■ Consigne ■
Réécrivez le passage de la critique allant de « Cependant le thème » à « cette nouvelle structure. », en remplaçant « individualité » par « autonomie ».

Suite à quelques déconvenues avec cet auteur qui ne semblait pas me convenir, je me suis joint à Nadou38 et Srafina dans la lecture de Les plus qu'humains afin de lui redonner une chance. Eh bien l'expérience est concluante cette fois ; ce roman m'a certes bousculé avec ces situations sans concessions, mais au moins il ne m'a pas ennuyé.

Bousculé, je l'ai été par tous ces personnages marqués par la vie dès leur enfance. L'idiot est faible intellectuellement, Alexia et Evelyne sont éduquées par un père odieux aux règles d'une rigidité d'airain, Janie a une mère qui rêverait la voir disparaître. J'en passe. Certains d'entre eux, comme Gerry, reproduisent le modèle et font montre d'une cruauté et d'une absence de compassion crasses. Sturgeon ne nous épargne pas : maltraitance, injures, méchanceté gratuite, animosité, racisme. Prédateurs et proies, l'échantillon d'humains qu'il met en scène fait peine à lire. Il n'est pas tendre avec eux. Bien avant G.R.R. Martin, il peut nous faire aimer un personnage et l'éliminer littéralement d'un trait de plume.

Mais le style utilisé est épatant, si l'on y adhère comme moi. Dans les trois parties – qui pourraient être autant de nouvelles regroupées en fix-up – l'auteur nous plonge tout habillé dans la péripétie, sans nous réconforter avec des explications de contexte (Roger Zelazny emploie le même genre de technique). A chaque fois je me demandais où je me noyais. La première partie nous fait sauter d'un regard à un autre, de L'idiot à Evelyne à Janie et retour. On apprend à les connaître en supportant leurs avanies, comme si l'auteur voulait que l'on se mette dans leur peau (et ça ne donne pas vraiment envie). Mais ça marche pour qui manifeste un peu d'empathie. Les deux autres parties sont construites un peu sur le même système : on partage la découverte de soi de personnages qui ont oublié une grande partie de leur passé. L'histoire, ce sont leurs souvenirs qui reviennent, les deux fois selon une méthode différente particulièrement efficace.

Cependant le thème principal est la surhumanité. Theodore Sturgeon construit un être supérieur en « agrégeant » des humains comme autant de membres ou d'organes. Chaque « composant » a un don : télépathie, télékinésie, téléportation et a eu jusqu'ici une vie dont on ne rêvera pas. Cet agrégat a un composant « tête » qui dirige, pour peu que tous les composants l'accepte. Lors des meilleurs moments d'union, le tout est bien supérieur à la somme des parties, mais les composants ne sont pas décérébrés, ils ont encore une certaine individualité. Cela entraîne des instabilités dans cette nouvelle structure.

■ Données extraites ■
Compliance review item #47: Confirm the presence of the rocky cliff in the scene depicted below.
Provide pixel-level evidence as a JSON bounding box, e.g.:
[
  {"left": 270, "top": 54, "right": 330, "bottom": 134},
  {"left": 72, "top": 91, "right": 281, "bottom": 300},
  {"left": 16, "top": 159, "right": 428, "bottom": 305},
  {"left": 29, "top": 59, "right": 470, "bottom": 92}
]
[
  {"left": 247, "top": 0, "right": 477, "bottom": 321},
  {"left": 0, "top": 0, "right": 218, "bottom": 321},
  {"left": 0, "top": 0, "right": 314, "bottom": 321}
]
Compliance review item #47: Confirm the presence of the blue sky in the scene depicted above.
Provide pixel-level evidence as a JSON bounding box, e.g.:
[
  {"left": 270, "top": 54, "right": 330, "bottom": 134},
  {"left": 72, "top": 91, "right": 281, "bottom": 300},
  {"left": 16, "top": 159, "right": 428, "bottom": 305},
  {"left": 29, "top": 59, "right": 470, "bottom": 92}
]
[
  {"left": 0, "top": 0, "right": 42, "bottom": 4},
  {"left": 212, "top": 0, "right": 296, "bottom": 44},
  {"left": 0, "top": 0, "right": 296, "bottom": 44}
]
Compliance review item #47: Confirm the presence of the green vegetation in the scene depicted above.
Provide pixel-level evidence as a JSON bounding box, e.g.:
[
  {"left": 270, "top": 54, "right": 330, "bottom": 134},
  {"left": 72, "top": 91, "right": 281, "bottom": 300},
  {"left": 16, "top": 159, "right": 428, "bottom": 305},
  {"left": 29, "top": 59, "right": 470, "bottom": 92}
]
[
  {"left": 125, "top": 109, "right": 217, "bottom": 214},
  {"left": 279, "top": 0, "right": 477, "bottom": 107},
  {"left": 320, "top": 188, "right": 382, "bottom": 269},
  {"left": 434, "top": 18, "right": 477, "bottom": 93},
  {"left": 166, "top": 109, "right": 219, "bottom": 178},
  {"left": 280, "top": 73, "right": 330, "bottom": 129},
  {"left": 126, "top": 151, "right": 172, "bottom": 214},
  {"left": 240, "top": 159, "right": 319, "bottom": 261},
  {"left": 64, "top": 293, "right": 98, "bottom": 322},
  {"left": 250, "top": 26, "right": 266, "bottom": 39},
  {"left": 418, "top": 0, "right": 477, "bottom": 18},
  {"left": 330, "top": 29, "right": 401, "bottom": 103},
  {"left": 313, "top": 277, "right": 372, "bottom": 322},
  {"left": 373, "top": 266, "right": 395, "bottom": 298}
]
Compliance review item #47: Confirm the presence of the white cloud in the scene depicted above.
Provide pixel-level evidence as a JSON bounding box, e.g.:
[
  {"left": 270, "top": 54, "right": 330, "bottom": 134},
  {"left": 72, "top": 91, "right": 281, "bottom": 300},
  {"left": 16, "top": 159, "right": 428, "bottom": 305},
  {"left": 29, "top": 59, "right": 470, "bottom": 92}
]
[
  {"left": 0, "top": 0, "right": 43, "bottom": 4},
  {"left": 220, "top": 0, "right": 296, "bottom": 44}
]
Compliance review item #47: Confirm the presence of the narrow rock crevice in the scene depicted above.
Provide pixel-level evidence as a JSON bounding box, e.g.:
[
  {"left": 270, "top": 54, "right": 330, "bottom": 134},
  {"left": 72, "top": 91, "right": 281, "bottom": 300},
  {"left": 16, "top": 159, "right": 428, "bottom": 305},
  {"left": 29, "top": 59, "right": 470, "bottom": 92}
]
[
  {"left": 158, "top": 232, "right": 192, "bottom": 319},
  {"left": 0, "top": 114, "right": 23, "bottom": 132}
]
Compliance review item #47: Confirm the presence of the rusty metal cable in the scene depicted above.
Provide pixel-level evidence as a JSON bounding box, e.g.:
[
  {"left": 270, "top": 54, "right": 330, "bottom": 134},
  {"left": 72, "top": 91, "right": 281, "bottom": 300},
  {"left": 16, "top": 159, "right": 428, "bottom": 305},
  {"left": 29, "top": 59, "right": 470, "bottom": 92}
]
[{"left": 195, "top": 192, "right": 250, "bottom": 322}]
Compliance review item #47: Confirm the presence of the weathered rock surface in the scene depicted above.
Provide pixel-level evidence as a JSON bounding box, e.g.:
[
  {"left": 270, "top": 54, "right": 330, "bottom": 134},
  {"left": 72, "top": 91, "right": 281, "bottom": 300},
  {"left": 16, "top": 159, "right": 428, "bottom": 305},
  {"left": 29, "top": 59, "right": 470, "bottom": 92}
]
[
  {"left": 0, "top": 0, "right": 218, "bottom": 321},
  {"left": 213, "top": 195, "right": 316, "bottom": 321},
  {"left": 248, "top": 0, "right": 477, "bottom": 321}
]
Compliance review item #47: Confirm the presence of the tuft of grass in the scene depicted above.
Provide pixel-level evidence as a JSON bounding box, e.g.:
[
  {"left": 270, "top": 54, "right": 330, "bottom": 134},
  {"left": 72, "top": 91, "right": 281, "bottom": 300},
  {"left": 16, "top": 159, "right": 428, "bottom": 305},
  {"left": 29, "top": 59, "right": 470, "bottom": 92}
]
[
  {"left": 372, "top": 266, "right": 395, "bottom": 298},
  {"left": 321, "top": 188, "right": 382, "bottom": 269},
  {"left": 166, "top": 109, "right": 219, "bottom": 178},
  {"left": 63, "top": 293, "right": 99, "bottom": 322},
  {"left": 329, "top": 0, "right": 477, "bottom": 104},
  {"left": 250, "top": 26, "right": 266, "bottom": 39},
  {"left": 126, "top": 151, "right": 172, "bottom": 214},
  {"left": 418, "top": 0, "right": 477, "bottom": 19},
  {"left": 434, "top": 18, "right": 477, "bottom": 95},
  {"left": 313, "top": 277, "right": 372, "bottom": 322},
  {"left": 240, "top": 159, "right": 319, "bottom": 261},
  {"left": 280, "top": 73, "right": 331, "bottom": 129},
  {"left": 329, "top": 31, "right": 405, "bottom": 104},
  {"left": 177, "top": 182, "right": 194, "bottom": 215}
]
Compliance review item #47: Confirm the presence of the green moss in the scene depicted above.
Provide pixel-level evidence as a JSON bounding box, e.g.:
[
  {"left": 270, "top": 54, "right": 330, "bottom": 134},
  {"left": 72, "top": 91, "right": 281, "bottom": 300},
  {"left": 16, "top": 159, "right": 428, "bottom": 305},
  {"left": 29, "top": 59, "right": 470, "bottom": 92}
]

■ Résultat ■
Cependant le thème principal est la surhumanité. Theodore Sturgeon construit un être supérieur en « agrégeant » des humains comme autant de membres ou d'organes. Chaque « composant » a un don : télépathie, télékinésie, téléportation et a eu jusqu'ici une vie dont on ne rêvera pas. Cet agrégat a un composant « tête » qui dirige, pour peu que tous les composants l'accepte. Lors des meilleurs moments d'union, le tout est bien supérieur à la somme des parties, mais les composants ne sont pas décérébrés, ils ont encore une certaine autonomie. Cela entraîne des instabilités dans cette nouvelle structure.